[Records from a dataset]
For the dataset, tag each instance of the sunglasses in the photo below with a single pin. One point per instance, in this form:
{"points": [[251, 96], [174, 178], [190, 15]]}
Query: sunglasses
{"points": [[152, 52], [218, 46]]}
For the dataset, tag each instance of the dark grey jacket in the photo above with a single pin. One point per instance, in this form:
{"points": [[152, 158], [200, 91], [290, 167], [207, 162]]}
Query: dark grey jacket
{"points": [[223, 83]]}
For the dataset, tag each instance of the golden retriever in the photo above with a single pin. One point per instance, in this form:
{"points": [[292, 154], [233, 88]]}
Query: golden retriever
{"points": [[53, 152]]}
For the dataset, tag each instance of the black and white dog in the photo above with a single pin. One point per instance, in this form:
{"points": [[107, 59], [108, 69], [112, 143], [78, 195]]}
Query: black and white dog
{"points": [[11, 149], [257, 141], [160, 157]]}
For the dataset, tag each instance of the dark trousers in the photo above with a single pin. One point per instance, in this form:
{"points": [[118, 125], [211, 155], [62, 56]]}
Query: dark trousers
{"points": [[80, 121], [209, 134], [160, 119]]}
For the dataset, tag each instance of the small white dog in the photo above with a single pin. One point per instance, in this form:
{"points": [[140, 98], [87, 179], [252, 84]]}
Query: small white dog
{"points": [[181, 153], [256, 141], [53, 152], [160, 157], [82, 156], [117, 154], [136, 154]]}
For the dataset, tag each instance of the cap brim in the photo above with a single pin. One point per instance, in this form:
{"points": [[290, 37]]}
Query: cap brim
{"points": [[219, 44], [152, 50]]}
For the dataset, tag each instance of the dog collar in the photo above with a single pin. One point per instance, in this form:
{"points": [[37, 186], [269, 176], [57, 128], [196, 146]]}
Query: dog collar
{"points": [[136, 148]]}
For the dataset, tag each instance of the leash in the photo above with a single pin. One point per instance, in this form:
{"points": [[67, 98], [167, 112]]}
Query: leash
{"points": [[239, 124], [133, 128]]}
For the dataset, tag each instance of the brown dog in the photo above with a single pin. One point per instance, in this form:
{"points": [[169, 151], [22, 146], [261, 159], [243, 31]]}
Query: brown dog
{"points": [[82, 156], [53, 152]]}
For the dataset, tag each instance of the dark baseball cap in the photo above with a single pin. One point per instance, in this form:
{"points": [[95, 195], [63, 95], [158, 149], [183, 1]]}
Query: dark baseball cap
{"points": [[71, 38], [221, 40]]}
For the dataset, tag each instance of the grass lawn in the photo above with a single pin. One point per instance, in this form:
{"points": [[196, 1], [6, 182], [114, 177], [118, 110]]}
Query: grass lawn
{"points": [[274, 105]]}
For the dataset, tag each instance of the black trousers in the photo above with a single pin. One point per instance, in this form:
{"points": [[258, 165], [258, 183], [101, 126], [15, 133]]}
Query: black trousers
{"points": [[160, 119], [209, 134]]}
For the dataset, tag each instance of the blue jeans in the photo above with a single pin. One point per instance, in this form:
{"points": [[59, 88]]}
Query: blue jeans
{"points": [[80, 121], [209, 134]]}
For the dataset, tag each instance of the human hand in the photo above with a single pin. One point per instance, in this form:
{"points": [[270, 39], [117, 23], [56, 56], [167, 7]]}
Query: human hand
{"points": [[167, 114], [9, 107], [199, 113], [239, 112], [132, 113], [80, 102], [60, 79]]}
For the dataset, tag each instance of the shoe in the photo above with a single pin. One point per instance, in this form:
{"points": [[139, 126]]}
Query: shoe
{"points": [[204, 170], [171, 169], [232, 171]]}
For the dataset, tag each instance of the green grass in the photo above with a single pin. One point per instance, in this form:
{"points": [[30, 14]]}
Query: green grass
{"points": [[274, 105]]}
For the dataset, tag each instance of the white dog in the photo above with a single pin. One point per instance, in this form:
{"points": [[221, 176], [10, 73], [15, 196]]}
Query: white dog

_WHAT YOU ARE ASKED TO DO_:
Your response must consist of all the records, retyped exactly.

_RESPONSE_:
For the dataset, tag each instance of the sunglasses in the photo below with a single pin. One point per instance, in this form:
{"points": [[251, 96], [174, 178], [190, 15]]}
Query: sunglasses
{"points": [[152, 52], [218, 46]]}
For the dataset, tag each instance of the dark grey jacket in the photo above with a single pin. One point per instance, in this form:
{"points": [[152, 158], [200, 91], [290, 167], [207, 162]]}
Query: dark grey jacket
{"points": [[223, 83]]}
For the dataset, tag each instance of the golden retriever in the photo above with a single pin. One point per instance, in this form:
{"points": [[292, 154], [233, 88]]}
Query: golden retriever
{"points": [[53, 152]]}
For the dataset, tag each instance of the black and white dog in the photo above with a single pin. One point per instance, in this form:
{"points": [[107, 59], [108, 69], [112, 143], [78, 195]]}
Query: black and white dog
{"points": [[11, 149], [257, 141], [160, 157]]}
For the dataset, tag each instance of the dark trousers in the photo above with a single pin. One point per instance, in this form:
{"points": [[118, 125], [211, 155], [62, 56]]}
Query: dark trousers
{"points": [[80, 121], [209, 134], [160, 119]]}
For the dataset, tag each instance of the small white dog in the photo above with a single pin. One point per instance, in this form:
{"points": [[140, 98], [87, 179], [252, 84]]}
Query: small white dog
{"points": [[181, 153], [256, 141], [53, 152], [160, 157], [82, 156], [117, 154], [136, 154]]}
For the dataset, tag each instance of the cap brim in the photo above with a single pin. One point per instance, in this form:
{"points": [[290, 37]]}
Query: cap brim
{"points": [[219, 44], [152, 50]]}
For the dataset, tag each instance of the dog collar in the photo above with a single pin. One point per instance, in this form:
{"points": [[37, 186], [269, 176], [57, 128], [196, 146]]}
Query: dog collar
{"points": [[136, 148]]}
For the dataset, tag each instance of the leash in the photo above with a single pin. One point per instance, in this form:
{"points": [[67, 98], [167, 112]]}
Query: leash
{"points": [[239, 124], [133, 128]]}
For the dataset, tag each instance of the brown dog in the photo above with a single pin. One point per instance, in this form:
{"points": [[169, 151], [22, 146], [261, 159], [243, 31]]}
Query: brown dog
{"points": [[82, 156], [53, 152]]}
For the dataset, tag each instance of the dark baseball cap in the photo above with a single pin. One point per instance, in this form:
{"points": [[95, 195], [63, 95], [158, 149], [183, 1]]}
Query: dark baseball cap
{"points": [[71, 38], [221, 40]]}
For the dataset, tag each instance of the grass lawn in the photo above with a single pin. One point per instance, in this form:
{"points": [[196, 1], [6, 182], [114, 177], [118, 110]]}
Query: grass lawn
{"points": [[274, 105]]}
For the dataset, tag each instance of the black trousers in the photo above with a single pin. One point per instance, in this form:
{"points": [[258, 165], [258, 183], [101, 126], [15, 133]]}
Query: black trousers
{"points": [[160, 119], [209, 134]]}
For the dataset, tag each instance of the blue jeans in the photo above with a single pin. One point per instance, in this form:
{"points": [[59, 88]]}
Query: blue jeans
{"points": [[80, 121], [209, 134]]}
For the dataset, tag each instance of the human hand in the photo above with a single pin. One point per instance, in this form:
{"points": [[270, 39], [117, 23], [56, 56], [167, 7]]}
Query: human hand
{"points": [[167, 114], [9, 107], [199, 113], [239, 112], [132, 113], [80, 102], [60, 79]]}
For the dataset, tag each instance of the shoe in the photo above with a single pin. One point per instance, in this form:
{"points": [[139, 126]]}
Query: shoe
{"points": [[204, 170], [171, 169], [232, 171]]}
For the dataset, tag each instance of the green grass in the photo above with a single pin. One point per instance, in this form:
{"points": [[30, 14]]}
Query: green grass
{"points": [[274, 105]]}
For the dataset, tag each instance of the white dog in the photo above with a single pin. One point per instance, in this form:
{"points": [[221, 176], [10, 73], [15, 196]]}
Query: white dog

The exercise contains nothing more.